• _WHAT YOU SHOULD DO_:
Write the next part of the account below about the post that crashed the mobile API, picking up after its final sentence.
___ TEXT SHOWN
How a Single Power User's Post Triggered 45,000 DB Queries and Crashed Our Mobile API

At 3:22 PM on a Tuesday, mobile crash reports spiked from background noise to 847 per minute. Our iOS and Android apps were returning blank feeds, failed logins, and unresponsive comment threads. The on-call page fired 11 seconds later. By the time I opened the dashboard, 62% of mobile API requests were failing with 503s. It took us 3 hours to restore full service — and the root cause was a single user clicking the "Post" button.

Production Failure

We ran a social-layer feature inside our SaaS platform's mobile app — users could post updates, follow each other, and receive push notifications when someone they followed published new content. The feature had been live for 8 months without incident.

At 3:21 PM, @techinfluencer — a verified account with 45,312 followers — published a product update post. Standard action. Our backend processed it identically to the 2,000 other posts created that day.

Within 90 seconds, our Flask API pods were rejecting connections. Datadog showed:

The database connection pool was fully saturated. New requests couldn't acquire a connection and were timing out after the 30-second wait limit, then failing with 503.

False Assumptions

Our first assumption was a DDoS or traffic spike. The app had just been featured in a tech newsletter that morning and daily active users were up 18%. The ops team checked CloudFront metrics — CDN traffic was elevated but not unusual. No flood of incoming requests.

Second assumption: a runaway slow query. We pulled slow query logs from PostgreSQL and found nothing over 500ms. The individual queries were fast. The problem wasn't query performance — it was query volume.
______
___ SOURCE MATERIAL
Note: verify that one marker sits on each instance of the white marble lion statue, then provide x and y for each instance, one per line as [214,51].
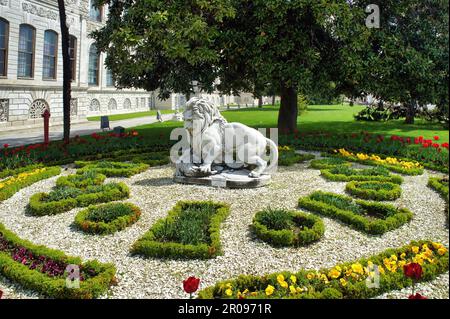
______
• _TASK RESULT_:
Third assumption: a memory leak in a Flask worker. We'd had an issue 3 months earlier where a background thread leaked file handles. We restarted the pods. Partial recovery for 4 minutes, then the same failure pattern resumed. The trigger was still running.

No one initially connected the outage to a specific user's post. We were looking at aggregate metrics, not per-request traces.

Profiling the Failure Path

The breakthrough came from our distributed tracing setup (Jaeger). A senior engineer filtered traces by duration > 10 seconds and found hundreds of traces originating from a single endpoint: POST /api/v1/posts/create. Each trace showed the same pattern — one HTTP request spawning thousands of child database spans.

The trace for @techinfluencer's post creation:

POST /api/v1/posts/create  [duration: 312s]
│
├── INSERT INTO posts (...)                     [2ms]
├── SELECT user_id FROM follows WHERE           [8ms]
│   followed_user_id = ?   → 45,312 rows
│
└── for follower_id in follower_ids:  [loop × 45,312]
    ├── SELECT device_token FROM devices        [avg 6ms each]
    │   WHERE user_id = ?                       [= 271s total]
    │
    └── POST https://fcm.googleapis.com/send    [avg 45ms each]
        (synchronous HTTP — blocking)           [= 2,039s serial]

The post creation endpoint was holding a database connection open for the entire duration of the fanout loop — including the 45ms FCM HTTP round trips. With a pool size of 20 connections, a single post from a power user monopolized all 20 connections within seconds, leaving nothing for the rest of the application.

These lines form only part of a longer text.